#### 本文 ####

【ライヴレポート】fuzzy knot、ツアー<時の旅人>ファイナルで「絶対にもう一回会おうぜ」
シドのShinji(G)とRayflowerの田澤孝介(Vo)によるユニットプロジェクトfuzzy knotのツアー<fuzzy knot Tour 2023 ~時の旅人~>最終公演が、11月19日に東京・新宿BLAZEにて開催された。同公演のオフィシャルレポートをお届けしたい。
◆fuzzy knot 画像
fuzzy knotが初めて新宿BLAZEでライブを実施したのは、2022年1月のこと。あの日、フロアには等間隔に椅子が用意されていて、マスク姿の観客は飛沫防止のために出したい声を堪えて、必死に拳を振り上げていた。ステージにいるメンバーも、ガイドラインを説明した上で安全にライブを全うしていた。
そして2023年11月19日、fuzzy knotの<fuzzy knot Tour 2023 〜時の旅人〜>ツアーファイナルで再び新宿BLAZEを訪れると、椅子はなく、床が見えないほど満員の観客が集まっていた。開演前からワイワイと賑わっていて、それだけで感慨深い気持ちになってしまう。
開演時間になり、青い照明が照らすステージに重たいピアノの音が流れた。サポートメンバーの与野裕史(Dr)と工藤嶺(B)に続いて、Shinji(G)、田澤孝介(Vo)が入場。荘厳なスケールの演奏が始まると、田澤はどこか遠くを見ながら何かを掴むように宙に手を伸ばし、首をぐるりと回し、マイクを握り口元へ運んだ。ゆっくりと口が開くのが見えた瞬間、第一声にして神聖な世界へ連れていかれたかのような錯覚を覚えた。

####

* **短い課題 a**
本文によると、ツアー最終公演はいつ、どこで開催されたか。

#### 使用するデータ ####

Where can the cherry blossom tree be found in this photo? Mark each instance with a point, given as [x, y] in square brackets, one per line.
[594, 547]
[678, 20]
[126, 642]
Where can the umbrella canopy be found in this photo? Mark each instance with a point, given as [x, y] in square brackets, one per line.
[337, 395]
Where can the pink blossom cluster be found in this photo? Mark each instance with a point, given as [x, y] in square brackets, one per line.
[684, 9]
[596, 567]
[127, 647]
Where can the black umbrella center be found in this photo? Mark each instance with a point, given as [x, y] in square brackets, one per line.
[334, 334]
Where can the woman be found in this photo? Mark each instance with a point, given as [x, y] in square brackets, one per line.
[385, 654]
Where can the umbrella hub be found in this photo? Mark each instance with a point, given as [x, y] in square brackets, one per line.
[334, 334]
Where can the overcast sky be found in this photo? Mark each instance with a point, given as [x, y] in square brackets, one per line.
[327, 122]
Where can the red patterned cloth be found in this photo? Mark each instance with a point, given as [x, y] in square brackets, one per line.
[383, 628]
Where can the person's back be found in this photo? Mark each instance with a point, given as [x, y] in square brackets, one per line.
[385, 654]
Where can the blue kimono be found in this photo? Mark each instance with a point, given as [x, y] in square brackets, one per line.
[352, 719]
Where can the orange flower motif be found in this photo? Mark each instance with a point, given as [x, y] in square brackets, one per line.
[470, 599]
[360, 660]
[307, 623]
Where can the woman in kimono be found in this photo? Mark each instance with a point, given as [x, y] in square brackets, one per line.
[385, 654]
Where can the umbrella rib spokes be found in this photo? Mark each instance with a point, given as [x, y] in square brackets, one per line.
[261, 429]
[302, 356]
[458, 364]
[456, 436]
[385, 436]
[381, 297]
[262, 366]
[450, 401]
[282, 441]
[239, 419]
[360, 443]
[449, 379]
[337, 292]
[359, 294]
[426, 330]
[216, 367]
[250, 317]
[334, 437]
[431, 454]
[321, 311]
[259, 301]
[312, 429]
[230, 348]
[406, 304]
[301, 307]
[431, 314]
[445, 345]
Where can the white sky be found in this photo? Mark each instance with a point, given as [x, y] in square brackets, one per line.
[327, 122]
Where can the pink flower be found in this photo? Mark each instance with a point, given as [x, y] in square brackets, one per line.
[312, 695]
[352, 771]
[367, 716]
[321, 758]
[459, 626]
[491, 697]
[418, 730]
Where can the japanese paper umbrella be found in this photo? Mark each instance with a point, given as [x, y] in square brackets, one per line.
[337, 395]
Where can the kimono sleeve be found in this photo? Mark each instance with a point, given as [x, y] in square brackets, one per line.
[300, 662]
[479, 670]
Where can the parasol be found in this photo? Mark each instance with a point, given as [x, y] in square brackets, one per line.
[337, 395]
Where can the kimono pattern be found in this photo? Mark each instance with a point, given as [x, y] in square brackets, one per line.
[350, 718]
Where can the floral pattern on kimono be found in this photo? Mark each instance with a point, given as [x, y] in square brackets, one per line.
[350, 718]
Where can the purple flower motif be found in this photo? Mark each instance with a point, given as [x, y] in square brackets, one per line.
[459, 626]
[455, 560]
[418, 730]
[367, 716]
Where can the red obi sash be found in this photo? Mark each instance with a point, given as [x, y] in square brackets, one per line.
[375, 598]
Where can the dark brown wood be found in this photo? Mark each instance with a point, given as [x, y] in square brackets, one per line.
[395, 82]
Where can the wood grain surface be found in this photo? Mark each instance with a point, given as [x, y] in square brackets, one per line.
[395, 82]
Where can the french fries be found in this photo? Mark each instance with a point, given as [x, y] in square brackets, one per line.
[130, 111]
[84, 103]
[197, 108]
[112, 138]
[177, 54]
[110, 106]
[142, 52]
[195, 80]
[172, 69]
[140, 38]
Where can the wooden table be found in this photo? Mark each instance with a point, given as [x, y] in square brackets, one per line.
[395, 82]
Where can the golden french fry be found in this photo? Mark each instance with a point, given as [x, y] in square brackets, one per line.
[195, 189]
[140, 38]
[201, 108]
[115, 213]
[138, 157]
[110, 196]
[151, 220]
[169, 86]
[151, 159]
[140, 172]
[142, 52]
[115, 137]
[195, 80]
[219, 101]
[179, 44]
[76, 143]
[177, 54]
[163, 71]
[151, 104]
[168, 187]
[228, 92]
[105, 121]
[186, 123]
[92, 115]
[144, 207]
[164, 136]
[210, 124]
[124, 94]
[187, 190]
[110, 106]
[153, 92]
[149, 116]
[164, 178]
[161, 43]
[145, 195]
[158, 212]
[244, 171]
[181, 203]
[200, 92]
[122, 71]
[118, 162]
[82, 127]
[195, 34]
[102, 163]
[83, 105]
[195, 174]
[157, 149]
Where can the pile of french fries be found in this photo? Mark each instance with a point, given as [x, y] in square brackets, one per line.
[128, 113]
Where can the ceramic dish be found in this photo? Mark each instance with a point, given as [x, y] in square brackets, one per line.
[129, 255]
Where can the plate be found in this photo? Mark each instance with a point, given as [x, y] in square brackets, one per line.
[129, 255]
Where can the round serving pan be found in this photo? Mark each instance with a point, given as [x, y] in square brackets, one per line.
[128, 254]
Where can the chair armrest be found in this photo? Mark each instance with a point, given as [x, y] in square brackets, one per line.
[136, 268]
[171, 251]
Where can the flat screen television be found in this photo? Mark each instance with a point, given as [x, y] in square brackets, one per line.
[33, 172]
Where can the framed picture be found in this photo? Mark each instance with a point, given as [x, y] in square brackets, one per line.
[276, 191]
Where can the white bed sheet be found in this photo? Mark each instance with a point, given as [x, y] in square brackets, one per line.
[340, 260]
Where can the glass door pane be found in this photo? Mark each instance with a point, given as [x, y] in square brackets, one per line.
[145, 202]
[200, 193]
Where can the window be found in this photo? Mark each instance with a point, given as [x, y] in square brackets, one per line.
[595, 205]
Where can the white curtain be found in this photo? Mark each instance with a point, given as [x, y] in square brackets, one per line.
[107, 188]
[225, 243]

####
#### 使用するデータ ####

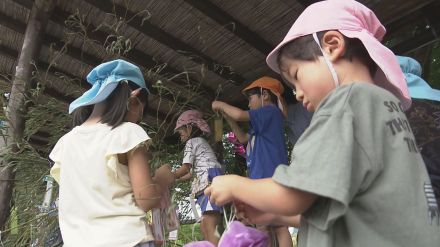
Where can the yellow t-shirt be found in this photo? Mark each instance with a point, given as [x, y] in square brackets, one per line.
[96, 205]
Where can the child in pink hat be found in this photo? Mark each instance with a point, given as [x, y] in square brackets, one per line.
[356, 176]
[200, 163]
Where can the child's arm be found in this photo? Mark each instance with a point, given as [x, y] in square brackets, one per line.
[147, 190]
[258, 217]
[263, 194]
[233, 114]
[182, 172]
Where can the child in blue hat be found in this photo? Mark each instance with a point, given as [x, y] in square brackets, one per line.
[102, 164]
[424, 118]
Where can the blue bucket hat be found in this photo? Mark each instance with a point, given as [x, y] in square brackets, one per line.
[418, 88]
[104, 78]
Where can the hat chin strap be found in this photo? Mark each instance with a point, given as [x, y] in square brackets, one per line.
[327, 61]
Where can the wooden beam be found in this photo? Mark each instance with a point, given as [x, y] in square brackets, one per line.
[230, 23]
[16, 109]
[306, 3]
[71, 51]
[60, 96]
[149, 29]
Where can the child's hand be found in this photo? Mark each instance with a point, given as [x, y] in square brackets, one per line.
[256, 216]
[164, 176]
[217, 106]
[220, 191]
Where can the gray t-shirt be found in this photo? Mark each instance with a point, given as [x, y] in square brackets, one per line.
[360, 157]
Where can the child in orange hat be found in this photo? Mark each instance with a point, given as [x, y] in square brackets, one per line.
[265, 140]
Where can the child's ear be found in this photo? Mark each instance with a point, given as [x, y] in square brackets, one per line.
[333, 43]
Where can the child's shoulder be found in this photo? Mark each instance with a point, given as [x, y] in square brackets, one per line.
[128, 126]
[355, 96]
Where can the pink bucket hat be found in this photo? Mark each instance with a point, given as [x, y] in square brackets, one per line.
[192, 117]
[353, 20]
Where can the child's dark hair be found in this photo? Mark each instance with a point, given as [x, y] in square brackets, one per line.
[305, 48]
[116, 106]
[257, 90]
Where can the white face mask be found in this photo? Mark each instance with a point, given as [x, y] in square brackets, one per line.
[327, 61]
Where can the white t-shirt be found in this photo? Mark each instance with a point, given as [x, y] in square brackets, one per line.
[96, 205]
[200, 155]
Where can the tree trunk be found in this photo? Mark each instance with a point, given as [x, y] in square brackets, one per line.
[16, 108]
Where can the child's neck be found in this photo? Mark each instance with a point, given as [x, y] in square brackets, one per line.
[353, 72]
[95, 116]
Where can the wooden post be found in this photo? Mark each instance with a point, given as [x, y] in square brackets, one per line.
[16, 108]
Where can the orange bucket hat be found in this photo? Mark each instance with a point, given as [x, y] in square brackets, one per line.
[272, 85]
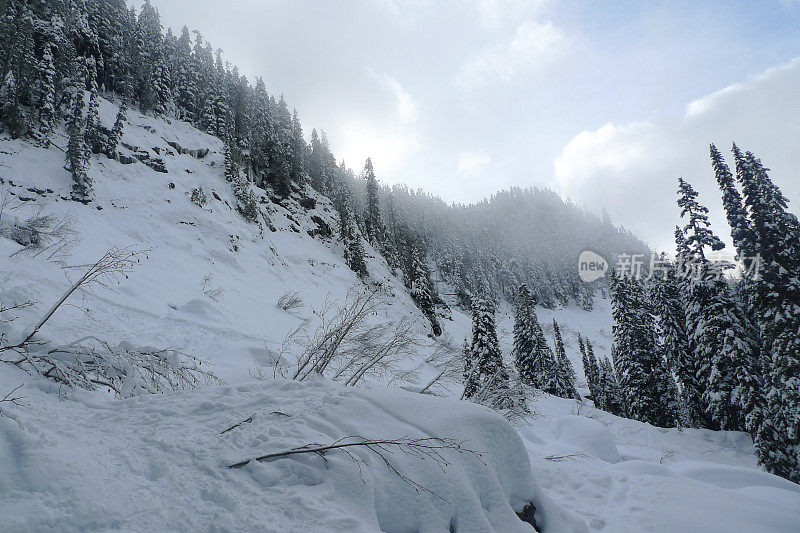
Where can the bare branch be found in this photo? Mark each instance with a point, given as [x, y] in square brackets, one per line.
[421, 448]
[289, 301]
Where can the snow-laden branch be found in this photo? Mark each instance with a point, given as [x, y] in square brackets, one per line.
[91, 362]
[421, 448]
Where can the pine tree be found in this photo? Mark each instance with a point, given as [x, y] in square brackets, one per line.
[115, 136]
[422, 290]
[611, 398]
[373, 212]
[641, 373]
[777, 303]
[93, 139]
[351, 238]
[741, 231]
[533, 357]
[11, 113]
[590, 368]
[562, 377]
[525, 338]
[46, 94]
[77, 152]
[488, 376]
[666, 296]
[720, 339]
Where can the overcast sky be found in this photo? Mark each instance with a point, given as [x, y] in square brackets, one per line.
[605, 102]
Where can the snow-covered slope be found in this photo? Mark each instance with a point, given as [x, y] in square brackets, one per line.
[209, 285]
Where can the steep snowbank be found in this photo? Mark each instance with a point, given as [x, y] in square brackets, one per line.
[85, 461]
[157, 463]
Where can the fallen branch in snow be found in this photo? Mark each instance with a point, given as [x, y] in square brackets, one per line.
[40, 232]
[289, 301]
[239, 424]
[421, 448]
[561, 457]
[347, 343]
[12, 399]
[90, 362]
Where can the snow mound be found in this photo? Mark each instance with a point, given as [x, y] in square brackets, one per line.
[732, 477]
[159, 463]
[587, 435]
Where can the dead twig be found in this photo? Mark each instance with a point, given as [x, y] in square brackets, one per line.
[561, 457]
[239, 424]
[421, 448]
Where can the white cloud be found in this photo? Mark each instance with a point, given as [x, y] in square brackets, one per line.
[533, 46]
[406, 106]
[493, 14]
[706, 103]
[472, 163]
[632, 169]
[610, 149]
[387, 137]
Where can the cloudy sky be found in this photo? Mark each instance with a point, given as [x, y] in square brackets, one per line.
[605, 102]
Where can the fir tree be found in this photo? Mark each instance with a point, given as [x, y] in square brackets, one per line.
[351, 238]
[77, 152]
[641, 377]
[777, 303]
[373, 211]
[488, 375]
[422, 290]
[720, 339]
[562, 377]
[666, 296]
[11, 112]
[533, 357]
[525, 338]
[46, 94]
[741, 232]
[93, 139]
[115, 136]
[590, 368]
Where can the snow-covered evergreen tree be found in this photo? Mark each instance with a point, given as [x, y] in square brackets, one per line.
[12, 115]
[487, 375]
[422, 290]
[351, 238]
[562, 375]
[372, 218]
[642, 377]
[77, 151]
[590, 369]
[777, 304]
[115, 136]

####
#### 使用するデータ ####

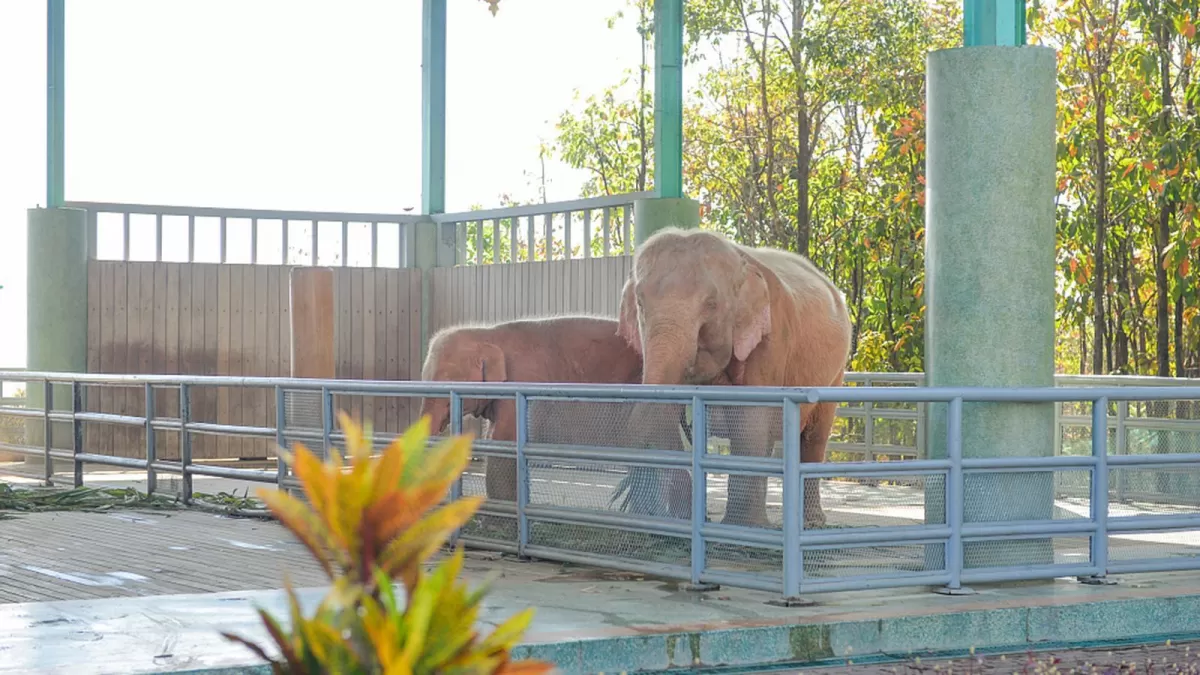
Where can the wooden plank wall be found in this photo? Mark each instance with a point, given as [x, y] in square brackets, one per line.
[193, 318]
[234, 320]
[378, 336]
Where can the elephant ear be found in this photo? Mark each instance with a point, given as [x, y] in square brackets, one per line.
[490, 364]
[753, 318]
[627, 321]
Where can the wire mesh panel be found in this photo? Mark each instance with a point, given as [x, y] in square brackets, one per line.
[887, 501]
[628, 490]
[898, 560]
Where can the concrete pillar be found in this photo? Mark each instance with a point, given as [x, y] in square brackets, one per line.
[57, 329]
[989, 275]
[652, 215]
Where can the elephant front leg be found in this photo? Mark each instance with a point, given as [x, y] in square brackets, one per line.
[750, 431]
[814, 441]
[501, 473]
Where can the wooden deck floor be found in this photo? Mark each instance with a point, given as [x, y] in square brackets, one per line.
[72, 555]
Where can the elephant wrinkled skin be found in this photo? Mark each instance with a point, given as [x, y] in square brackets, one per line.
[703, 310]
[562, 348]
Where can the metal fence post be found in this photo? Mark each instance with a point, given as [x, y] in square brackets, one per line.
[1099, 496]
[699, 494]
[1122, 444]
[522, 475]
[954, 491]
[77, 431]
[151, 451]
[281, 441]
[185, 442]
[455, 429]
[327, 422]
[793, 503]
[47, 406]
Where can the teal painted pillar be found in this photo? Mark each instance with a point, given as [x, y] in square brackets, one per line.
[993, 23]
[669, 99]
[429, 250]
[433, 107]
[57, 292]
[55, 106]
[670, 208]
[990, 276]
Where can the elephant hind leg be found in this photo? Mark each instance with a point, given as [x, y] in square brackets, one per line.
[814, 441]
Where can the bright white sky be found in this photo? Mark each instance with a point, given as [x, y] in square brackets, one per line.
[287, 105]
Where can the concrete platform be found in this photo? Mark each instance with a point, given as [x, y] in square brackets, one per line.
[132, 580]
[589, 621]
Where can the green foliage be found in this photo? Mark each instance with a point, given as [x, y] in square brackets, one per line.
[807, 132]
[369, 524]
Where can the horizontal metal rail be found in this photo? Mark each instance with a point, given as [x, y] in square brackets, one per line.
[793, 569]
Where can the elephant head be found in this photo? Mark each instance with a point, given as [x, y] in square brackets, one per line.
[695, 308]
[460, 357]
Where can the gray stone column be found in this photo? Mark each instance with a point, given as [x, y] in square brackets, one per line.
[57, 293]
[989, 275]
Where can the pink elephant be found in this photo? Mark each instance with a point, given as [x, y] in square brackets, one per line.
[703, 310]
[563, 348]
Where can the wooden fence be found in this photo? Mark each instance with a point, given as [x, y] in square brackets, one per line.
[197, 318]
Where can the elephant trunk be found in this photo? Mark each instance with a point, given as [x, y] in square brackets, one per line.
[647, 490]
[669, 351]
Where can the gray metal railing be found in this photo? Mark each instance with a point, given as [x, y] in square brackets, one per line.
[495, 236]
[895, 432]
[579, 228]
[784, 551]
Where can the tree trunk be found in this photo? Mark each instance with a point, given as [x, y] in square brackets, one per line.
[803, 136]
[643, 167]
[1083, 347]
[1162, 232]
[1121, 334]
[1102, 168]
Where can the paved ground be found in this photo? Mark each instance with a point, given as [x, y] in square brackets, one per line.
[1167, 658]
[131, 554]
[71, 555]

####

* **短い課題 b**
レコードから文字列「post」を含む行をすべて見つけて書き写せ。大文字と小文字は区別する。

* **期待される出力 a**
2023年11月19日、東京・新宿BLAZEで開催された。

* **期待される出力 b**
Where can the wooden post be found in this photo? Mark each instance with a point, given as [x, y] in square brackets, one per line.
Where can the metal fence post be found in this photo? Mark each instance with a point, given as [x, y] in square brackets, one per line.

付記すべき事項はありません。